[Labeled point records]
━━━━━━━━━━━━━━━━━━━━━━━━━━━━━━

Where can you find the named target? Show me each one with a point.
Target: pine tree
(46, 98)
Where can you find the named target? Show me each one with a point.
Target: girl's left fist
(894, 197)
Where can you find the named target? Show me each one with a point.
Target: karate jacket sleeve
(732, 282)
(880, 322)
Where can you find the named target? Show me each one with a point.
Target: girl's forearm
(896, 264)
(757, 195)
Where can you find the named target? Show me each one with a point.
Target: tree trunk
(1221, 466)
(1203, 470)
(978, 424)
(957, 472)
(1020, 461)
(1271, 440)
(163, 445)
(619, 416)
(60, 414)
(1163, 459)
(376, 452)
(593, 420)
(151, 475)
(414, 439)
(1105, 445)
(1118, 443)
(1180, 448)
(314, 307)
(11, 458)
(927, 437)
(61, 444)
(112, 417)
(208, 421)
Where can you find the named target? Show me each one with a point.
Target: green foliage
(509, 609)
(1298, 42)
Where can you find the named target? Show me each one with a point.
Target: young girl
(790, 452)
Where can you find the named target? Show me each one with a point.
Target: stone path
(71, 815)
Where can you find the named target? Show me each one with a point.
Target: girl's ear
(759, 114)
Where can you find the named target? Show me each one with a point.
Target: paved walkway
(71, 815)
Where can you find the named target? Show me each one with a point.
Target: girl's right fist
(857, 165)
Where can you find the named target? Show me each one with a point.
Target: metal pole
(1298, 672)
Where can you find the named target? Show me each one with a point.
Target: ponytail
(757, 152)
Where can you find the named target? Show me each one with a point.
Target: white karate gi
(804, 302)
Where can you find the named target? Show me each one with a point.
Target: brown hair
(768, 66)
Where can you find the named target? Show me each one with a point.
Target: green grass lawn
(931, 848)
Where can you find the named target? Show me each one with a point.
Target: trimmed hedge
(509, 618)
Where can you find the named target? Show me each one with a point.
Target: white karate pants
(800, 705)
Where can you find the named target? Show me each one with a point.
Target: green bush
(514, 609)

━━━━━━━━━━━━━━━━━━━━━━━━━━━━━━

- [Exercise goal] Tally the lines of the data above that contain the string "girl", and reply with the count alone.

- [Full solution] 5